* AIM OF THE EXERCISE
Identify each line in the data below that contains the word "wooden" and copy every such line in full.
★ ★ ★ ★ ★ ★ ★
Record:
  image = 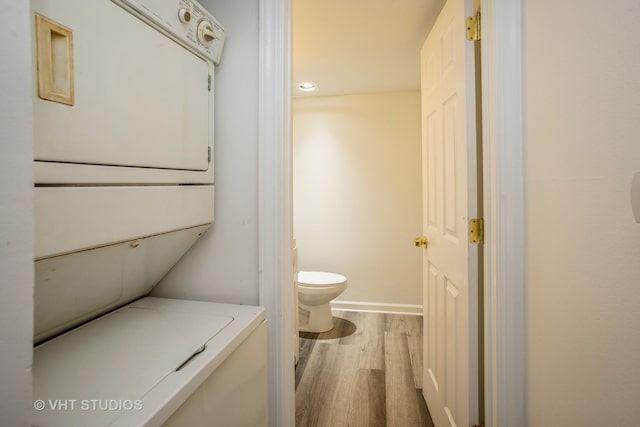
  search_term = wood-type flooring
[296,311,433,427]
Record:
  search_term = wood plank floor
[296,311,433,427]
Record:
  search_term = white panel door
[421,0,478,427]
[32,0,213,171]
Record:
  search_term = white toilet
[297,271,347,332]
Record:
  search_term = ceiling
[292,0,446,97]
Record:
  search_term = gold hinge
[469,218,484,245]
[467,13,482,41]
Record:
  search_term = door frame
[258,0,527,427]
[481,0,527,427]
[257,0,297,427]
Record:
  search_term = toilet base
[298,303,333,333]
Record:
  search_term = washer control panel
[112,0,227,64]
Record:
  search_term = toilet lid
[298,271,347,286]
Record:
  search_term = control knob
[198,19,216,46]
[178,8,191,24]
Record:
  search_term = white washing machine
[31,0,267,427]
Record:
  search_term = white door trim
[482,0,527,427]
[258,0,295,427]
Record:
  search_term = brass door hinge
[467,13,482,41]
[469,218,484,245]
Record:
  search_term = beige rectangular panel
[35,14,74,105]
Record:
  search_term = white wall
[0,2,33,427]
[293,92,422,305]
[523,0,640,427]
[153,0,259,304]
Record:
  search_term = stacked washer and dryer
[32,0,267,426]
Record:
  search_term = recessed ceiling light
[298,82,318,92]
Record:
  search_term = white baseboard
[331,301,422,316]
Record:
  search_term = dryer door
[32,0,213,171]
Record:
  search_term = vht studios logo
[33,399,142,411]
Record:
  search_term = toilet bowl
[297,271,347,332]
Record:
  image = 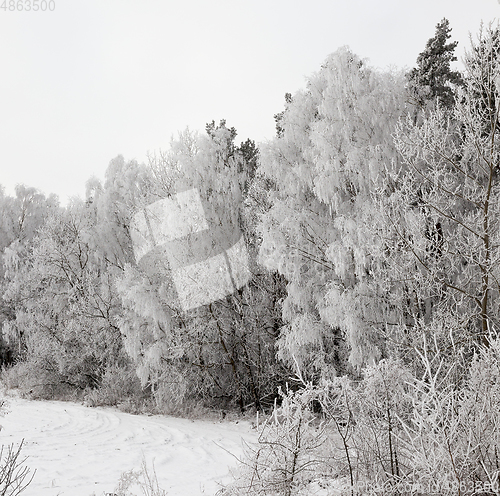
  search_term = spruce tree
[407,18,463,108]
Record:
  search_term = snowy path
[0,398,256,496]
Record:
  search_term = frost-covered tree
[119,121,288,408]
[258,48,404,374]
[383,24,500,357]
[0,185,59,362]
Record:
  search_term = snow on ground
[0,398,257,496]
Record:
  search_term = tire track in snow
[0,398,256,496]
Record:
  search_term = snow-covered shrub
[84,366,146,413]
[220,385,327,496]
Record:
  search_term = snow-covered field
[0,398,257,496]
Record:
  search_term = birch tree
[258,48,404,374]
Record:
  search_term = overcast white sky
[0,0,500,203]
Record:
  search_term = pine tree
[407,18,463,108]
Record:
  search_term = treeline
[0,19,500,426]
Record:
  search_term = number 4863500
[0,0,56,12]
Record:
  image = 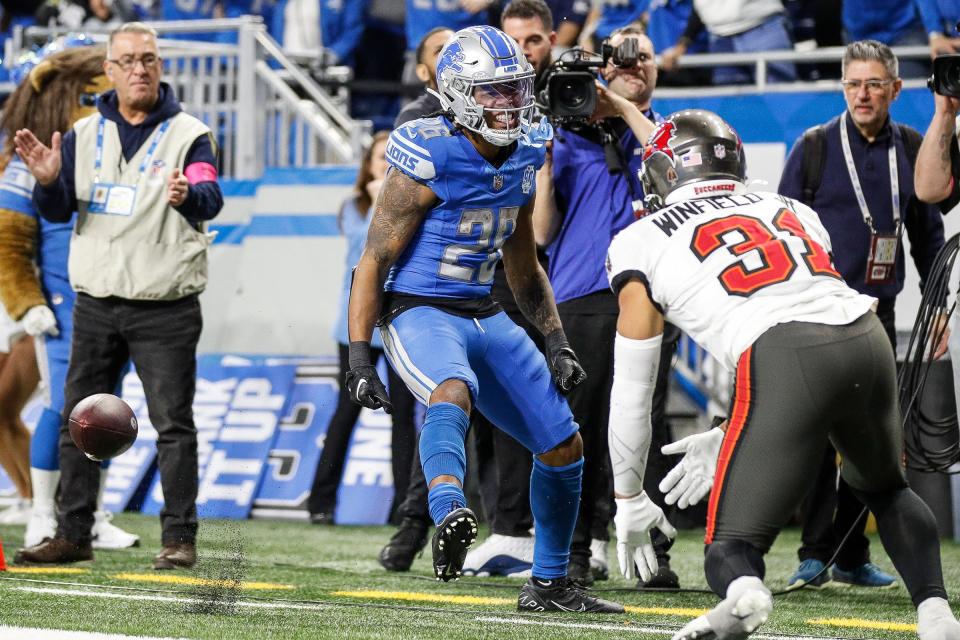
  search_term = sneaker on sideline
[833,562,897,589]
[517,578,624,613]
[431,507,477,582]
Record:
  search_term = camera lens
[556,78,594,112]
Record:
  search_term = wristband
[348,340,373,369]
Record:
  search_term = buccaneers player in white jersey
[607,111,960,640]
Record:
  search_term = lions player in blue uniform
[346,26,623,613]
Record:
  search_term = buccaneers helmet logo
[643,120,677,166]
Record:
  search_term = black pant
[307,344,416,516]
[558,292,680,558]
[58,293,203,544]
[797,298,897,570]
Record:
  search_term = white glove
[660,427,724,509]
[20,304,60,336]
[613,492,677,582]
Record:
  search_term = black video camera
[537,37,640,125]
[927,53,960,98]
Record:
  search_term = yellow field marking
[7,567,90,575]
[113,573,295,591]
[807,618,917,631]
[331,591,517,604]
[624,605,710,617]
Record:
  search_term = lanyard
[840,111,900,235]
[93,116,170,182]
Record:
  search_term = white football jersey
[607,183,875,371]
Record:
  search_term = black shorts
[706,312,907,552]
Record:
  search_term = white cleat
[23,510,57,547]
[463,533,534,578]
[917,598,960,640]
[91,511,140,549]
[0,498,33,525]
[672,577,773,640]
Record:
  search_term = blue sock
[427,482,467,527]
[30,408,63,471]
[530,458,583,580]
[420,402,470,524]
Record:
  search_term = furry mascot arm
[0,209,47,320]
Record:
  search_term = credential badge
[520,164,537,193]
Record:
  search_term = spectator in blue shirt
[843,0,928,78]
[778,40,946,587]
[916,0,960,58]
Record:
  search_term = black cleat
★ ★ ★ ★ ★ ★ ★
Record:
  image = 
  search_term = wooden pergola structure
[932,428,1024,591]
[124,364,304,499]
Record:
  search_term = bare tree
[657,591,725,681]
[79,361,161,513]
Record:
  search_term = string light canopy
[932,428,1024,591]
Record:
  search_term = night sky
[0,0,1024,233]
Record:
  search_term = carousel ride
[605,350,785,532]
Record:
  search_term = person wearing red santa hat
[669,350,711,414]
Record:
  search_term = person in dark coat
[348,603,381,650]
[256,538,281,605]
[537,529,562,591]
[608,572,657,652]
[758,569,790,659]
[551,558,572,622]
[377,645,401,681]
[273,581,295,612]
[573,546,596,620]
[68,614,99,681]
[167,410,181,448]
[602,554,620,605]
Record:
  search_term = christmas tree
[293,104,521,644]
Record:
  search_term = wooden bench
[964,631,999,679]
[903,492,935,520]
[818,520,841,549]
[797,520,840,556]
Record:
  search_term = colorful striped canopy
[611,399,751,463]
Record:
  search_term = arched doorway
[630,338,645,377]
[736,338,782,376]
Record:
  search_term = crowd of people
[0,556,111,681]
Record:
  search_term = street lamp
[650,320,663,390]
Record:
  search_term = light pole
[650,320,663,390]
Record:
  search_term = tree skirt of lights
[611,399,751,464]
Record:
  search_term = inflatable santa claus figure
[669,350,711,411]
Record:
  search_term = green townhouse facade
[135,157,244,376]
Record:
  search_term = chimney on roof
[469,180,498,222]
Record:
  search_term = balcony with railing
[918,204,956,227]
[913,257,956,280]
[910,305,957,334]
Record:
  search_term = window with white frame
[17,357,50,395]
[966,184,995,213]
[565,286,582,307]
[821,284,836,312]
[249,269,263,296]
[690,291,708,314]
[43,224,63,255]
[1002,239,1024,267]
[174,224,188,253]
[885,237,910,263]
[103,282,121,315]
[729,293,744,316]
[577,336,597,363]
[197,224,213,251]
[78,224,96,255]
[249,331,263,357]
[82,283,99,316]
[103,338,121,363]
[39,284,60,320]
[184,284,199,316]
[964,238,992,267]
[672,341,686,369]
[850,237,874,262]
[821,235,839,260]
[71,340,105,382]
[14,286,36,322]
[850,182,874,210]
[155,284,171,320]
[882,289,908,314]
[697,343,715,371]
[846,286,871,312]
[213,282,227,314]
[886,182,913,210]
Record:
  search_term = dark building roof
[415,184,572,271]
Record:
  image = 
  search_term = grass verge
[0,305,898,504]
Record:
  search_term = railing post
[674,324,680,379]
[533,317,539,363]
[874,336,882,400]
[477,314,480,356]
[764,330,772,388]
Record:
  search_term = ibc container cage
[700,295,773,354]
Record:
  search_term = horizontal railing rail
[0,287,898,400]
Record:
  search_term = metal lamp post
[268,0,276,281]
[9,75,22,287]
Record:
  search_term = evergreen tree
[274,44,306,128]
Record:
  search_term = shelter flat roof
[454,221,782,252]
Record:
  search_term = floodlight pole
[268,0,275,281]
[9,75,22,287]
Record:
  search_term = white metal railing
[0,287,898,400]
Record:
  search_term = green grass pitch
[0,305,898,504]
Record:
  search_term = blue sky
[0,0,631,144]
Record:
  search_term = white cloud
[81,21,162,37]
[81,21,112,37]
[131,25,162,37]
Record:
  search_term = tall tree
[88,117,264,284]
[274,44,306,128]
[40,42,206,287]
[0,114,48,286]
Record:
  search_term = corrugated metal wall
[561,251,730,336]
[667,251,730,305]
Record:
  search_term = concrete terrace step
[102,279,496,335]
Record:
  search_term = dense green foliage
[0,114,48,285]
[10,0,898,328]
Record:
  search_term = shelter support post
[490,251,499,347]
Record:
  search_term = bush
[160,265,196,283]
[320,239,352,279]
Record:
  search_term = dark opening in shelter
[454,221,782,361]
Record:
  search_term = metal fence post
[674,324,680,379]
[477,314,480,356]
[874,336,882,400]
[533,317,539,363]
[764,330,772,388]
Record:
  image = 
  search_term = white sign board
★ ★ ★ ★ ★ ★ ★
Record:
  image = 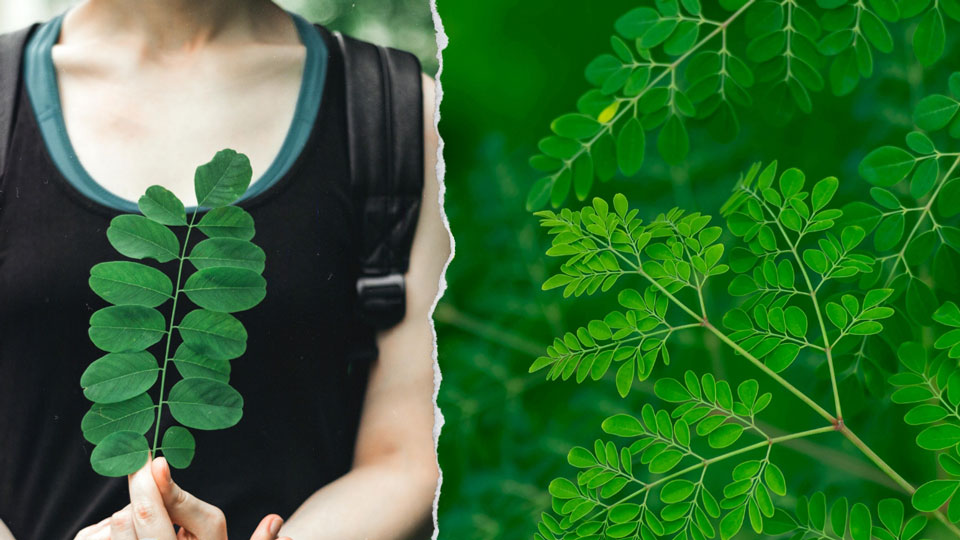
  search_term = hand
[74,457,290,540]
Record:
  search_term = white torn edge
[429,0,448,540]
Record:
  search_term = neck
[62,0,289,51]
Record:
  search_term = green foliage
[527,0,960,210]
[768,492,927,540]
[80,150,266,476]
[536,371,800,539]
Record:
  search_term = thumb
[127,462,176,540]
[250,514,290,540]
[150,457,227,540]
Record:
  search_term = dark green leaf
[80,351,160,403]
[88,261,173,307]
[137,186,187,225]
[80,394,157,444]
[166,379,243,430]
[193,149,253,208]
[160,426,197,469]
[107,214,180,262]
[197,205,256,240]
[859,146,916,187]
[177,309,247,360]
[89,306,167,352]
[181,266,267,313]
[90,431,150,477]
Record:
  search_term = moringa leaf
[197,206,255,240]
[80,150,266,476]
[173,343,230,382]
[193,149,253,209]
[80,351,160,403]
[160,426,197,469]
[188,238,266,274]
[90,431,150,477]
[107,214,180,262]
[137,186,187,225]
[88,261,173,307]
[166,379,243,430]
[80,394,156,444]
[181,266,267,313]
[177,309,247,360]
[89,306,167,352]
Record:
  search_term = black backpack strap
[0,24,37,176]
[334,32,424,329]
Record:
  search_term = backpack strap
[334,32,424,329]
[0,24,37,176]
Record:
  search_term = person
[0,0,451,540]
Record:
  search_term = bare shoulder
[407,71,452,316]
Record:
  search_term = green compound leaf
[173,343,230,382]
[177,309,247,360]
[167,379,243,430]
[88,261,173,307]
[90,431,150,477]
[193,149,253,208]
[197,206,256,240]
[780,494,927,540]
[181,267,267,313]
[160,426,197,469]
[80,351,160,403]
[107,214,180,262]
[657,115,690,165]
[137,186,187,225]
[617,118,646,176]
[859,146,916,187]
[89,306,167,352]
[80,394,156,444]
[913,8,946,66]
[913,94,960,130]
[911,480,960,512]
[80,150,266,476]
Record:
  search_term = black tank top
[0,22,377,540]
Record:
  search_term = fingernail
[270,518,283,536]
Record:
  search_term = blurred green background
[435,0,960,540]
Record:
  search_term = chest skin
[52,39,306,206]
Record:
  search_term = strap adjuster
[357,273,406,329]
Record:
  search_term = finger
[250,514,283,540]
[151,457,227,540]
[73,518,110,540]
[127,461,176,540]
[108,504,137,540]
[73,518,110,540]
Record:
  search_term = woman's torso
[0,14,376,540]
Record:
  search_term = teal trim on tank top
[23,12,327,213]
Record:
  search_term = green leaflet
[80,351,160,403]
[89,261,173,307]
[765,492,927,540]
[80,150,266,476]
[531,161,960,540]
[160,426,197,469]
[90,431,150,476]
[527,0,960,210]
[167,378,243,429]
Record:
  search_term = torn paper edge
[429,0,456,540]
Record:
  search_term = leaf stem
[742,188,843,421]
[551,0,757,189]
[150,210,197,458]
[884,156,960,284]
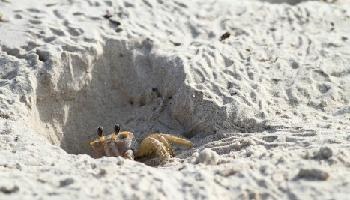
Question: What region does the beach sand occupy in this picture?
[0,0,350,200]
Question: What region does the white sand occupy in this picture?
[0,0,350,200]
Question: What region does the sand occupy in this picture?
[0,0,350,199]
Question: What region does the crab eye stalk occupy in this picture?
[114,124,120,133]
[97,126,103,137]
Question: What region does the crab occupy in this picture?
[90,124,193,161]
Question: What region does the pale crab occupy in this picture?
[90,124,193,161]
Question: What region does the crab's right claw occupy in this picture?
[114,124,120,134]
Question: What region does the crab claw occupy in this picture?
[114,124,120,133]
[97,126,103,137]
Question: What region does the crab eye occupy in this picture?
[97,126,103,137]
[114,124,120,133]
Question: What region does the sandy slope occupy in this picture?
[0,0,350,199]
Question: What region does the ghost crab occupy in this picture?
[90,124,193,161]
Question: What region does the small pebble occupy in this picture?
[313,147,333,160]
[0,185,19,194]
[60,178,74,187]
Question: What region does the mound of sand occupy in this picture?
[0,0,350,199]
★ ★ ★ ★ ★ ★ ★
* ANSWER TO THE PROBLEM
  search_term = wooden pergola structure
  search_term = wooden bench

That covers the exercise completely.